-- begin Record set --

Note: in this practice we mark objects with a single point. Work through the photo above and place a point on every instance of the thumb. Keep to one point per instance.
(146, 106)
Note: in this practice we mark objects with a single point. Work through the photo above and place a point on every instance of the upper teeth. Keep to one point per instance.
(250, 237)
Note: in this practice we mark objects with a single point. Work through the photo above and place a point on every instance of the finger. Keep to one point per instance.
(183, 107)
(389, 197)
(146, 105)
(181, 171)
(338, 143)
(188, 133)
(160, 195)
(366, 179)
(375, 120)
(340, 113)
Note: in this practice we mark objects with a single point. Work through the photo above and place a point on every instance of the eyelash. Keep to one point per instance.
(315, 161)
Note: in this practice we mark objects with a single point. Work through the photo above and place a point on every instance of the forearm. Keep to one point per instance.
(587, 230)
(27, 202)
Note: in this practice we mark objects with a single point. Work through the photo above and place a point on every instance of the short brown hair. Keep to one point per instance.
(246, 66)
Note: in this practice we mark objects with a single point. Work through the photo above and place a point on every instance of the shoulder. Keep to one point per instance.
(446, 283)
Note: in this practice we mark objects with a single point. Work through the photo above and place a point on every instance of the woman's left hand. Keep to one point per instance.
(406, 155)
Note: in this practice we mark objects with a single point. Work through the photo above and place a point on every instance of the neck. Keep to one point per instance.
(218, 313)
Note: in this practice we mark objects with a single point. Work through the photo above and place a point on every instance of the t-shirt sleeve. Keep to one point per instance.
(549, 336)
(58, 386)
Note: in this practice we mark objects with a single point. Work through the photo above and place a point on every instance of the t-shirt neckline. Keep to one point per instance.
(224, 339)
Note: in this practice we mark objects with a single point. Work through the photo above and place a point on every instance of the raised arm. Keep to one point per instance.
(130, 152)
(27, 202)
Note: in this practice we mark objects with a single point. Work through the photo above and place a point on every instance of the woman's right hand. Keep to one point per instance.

-- end Record set --

Directions for this task ▸ The lines above should be duplicated exactly.

Response below ▸
Note: in this practice we mark objects with a single point. Work through the photo above and place a point on every instance of the thumb. Keep to one point per instance.
(146, 106)
Note: in this practice we mark objects with a single point. Work through the photo above and place a point on every instance of the upper teeth. Keep to one point per instance.
(250, 237)
Note: in this practice we mark objects with a single point. Work through the photo above and place a point on every instance of the finger. Keep to one point per instance.
(183, 107)
(389, 197)
(146, 105)
(181, 171)
(338, 143)
(188, 133)
(160, 195)
(366, 179)
(375, 120)
(340, 113)
Note: in this practice we mark objects with a single point. Work through the photo above and place a point on every instance of the eyelash. Keep to one point per instance.
(315, 161)
Note: in this practice we mark objects with a single point. Work through the photo above and place a point on every instance of the forearm. Keep to one point per instance.
(587, 230)
(27, 202)
Note: in this practice we mark objects with a single point. Work through the photo above and place a point on every instance of the short brown hair. Keep to one point per instance.
(246, 66)
Note: in this practice we mark objects with a single point. Work through the photo above and place a point on every instance of the shoulder. Keep to one point per instance.
(446, 283)
Note: in this practice we mark objects with a single point. Work through the photo above and place a point on every instance of the woman's left hand. Keep to one point per instance.
(406, 155)
Note: in this practice we mark objects with a single point. Work through the photo above and place a point on every instance of the neck. Keep to one point per instance.
(218, 313)
Note: in this practice we mark objects with a single point. Work through the photo above and place a point on every instance of the t-shirt sleeve. Keep to one point per instance.
(549, 336)
(58, 386)
Note: in this practice we mark objects with a single point. Work through the photo above and place a point on every instance of the t-shirt neckline. Keep to one point per instance.
(224, 339)
Note: in this practice we mark objects with a single point. Work through the photo above and place a point on every instance of the raised arm. Keep to one point per instance.
(130, 152)
(27, 202)
Note: in this practice we mark objects with a single point. Work through the photo above and place a point on every instance of the woman's right hand. Keep to one point per instance.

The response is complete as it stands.